-- Assigned task --
From the first line to the last, copy the data exactly.

= = = =

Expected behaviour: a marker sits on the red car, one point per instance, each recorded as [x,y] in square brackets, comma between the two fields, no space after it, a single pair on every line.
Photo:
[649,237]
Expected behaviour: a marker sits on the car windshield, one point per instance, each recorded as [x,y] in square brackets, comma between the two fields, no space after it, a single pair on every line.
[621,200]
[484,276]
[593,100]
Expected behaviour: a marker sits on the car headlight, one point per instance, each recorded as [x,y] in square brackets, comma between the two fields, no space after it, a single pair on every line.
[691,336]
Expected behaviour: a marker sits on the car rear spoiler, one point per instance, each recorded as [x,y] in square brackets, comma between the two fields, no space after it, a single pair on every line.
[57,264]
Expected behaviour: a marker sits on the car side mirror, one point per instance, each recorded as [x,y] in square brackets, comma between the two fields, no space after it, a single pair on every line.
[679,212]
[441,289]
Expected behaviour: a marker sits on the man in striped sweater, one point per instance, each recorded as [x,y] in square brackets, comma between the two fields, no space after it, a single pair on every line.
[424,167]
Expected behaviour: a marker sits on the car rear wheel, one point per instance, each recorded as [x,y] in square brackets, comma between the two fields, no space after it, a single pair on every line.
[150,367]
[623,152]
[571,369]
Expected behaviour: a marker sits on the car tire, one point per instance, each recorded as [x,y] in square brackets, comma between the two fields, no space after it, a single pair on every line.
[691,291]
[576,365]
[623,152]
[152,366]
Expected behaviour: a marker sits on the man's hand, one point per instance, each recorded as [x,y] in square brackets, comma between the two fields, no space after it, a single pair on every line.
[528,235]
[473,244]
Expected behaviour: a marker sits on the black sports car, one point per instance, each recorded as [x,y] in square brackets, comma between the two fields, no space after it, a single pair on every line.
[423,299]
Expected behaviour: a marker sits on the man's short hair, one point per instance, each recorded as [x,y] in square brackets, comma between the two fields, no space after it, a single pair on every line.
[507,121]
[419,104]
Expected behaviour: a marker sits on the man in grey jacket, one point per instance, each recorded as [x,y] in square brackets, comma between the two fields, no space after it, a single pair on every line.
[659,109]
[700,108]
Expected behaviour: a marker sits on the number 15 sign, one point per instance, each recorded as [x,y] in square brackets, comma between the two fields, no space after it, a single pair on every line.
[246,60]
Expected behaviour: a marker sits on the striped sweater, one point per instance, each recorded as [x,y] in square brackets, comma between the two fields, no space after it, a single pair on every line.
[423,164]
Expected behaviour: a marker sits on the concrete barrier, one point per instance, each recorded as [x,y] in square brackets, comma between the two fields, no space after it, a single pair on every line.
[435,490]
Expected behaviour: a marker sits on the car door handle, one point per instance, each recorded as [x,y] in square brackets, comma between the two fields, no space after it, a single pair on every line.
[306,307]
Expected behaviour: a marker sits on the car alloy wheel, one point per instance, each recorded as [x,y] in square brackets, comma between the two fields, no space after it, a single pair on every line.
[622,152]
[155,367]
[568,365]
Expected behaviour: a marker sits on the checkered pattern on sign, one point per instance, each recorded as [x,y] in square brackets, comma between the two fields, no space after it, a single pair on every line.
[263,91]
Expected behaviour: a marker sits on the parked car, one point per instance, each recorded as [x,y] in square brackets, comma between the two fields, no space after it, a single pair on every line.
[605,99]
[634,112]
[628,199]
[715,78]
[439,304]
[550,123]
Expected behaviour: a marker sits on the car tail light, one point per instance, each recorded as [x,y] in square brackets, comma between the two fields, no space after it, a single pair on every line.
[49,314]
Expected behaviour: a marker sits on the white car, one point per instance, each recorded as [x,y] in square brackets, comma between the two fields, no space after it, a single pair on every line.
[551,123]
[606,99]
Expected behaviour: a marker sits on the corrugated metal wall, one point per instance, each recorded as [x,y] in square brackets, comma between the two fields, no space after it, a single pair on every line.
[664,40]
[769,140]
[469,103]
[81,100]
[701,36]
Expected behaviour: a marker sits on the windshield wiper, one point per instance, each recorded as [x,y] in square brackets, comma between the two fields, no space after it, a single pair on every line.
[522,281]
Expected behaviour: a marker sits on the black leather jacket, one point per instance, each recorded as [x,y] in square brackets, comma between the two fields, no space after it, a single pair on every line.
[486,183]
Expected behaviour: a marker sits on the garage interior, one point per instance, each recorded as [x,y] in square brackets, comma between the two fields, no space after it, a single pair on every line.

= = = =

-- Solution below --
Expected behaviour: a marker sits on the red car, one point per instance, each recorded as [x,y] in square brackets, comma between the two fields, no space after it, a single pair on every line.
Photo:
[649,237]
Expected behaviour: a marker sits on the car windshield, one point per instance, each recorded as [x,y] in square brackets, comma between the two fields, no space after it, a single pair on every line.
[621,200]
[484,276]
[593,100]
Expected behaviour: a marker sits on the car headlight, one point per instance, each recorded as [x,y] in square brackets, comma between the two fields, no space after it, a single pair on every line.
[691,336]
Expected behaviour: a marker sits on the car rear spoiler, one point per instance, each recorded as [x,y] in square brackets, comma between the two fields, no space after it, a single pair on every line.
[57,264]
Expected behaviour: a marker sits on the car side mirror, one point per instance, each recorded as [x,y] in square brackets, comma between the two fields, no space after it, a single pair on every line.
[679,212]
[441,289]
Expected behaviour: a marker sits on the man in striped sweater, one point per instance, each recorded as [x,y] in square brackets, comma between the two fields, no space after it, a single pair on every line.
[424,167]
Expected behaviour: a marker sits on the car rear wheel, one point per instance, each recorded as [x,y] in square brackets, comma between the two fields, no space after it, a single pair on every line.
[150,367]
[623,152]
[571,369]
Expected behaviour: a marker sits on the car tire, one point per instance, each recorded as [x,y] in square brackets, comma between the two fields, no space after it, a single pair on every line.
[691,291]
[576,365]
[623,152]
[152,366]
Expected behaviour: a marker sits on the man's hand, one point per instance, each recorded as [x,y] in square brackets, comma between the two fields, no space after it, a single pair on every line.
[528,235]
[473,244]
Expected behaviour: a marker sits on the black sports car, one point per instance, each recorded as [x,y] in square brackets, comma between the two fields, no space after it, a single pair on every line.
[423,299]
Expected behaviour: a marker sits on the man's short hair, one point per instance, each recorded as [x,y] in square brackets, comma between the two fields, no space after it, a single pair on every line.
[507,121]
[419,104]
Expected behaviour: a marker sits on the man in grey jacket, one point per instance, each recorded as [x,y] in square brackets, comma between the two fields, no space after it, a single pair on every line.
[659,109]
[700,108]
Expected behaviour: a marker sits on the number 15 sign, one point per instance, each recorded as [x,y] in square brackets, comma between the two fields, no space after it, a single pair on every line.
[246,60]
Expected behaviour: a marker sits on the striped sweater, one point per instance, each recorded as [x,y] in square brackets, comma between the two fields, no space after it, a single pair on every line.
[423,164]
Expected behaviour: a marker sits on the concrete barrier, one point per instance, each recorded as [x,y] in square brackets, comma between the two fields, no space after it, a single pair on every line.
[435,490]
Expected behaviour: a marker sits on the car door handle, one point per instance, each recorded as [x,y] in square brackets, comma between the two fields, no space after it, a single pair on every line.
[306,307]
Expected behaviour: a marker sits on the car alloy wheel, one point per instance, each recorded as [x,y] in square brackets, comma between the two fields, no space after it, a single pair on every line.
[622,152]
[155,367]
[568,365]
Expected behaviour: a marker sits on the checkered pattern on sign, one point per instance, each recorded as [x,y] in square brackets, comma between the two fields, no space after it, a single pair on every line.
[263,91]
Expected behaviour: a marker sits on the parked car, one point per instance, each recorded as [x,y] in square brackets, comma between the two fields, no space after it, a single pair on every line.
[605,99]
[634,112]
[628,199]
[715,78]
[439,304]
[550,123]
Expected behaviour: a marker sits on the car tail light, one point per instance, each recorded as [x,y] in square brackets, comma between the two fields, no space after it, a single pair on every line.
[49,314]
Expected behaviour: a marker sits on the white car, one point per instance, each recorded as [x,y] in square brackets, comma between the two fields, no space after it, a single pair on every line.
[551,123]
[606,99]
Expected behaviour: a marker sits on the corrugated metal wall, one point per instance, each recorded as [x,y] in square brackets, comma between the two fields, no space after it, a single pair on every line.
[664,40]
[769,140]
[469,103]
[81,100]
[701,36]
Expected behaviour: a marker sits on the windshield wiper, one point per instance, each recorded as [x,y] in square brackets, comma between the two fields, no space after it, a single pair on every line.
[522,281]
Expected behaviour: a marker sits on the black leather jacket, one point per instance, each recorded as [x,y] in square brackets, comma between the two fields, no space after it, a single pair on every line.
[486,183]
Expected behaviour: a marker sits on the garage interior, one point per instance, each recorded as [x,y] in square brackets, comma between the two fields, no space after it, a single pair on every line.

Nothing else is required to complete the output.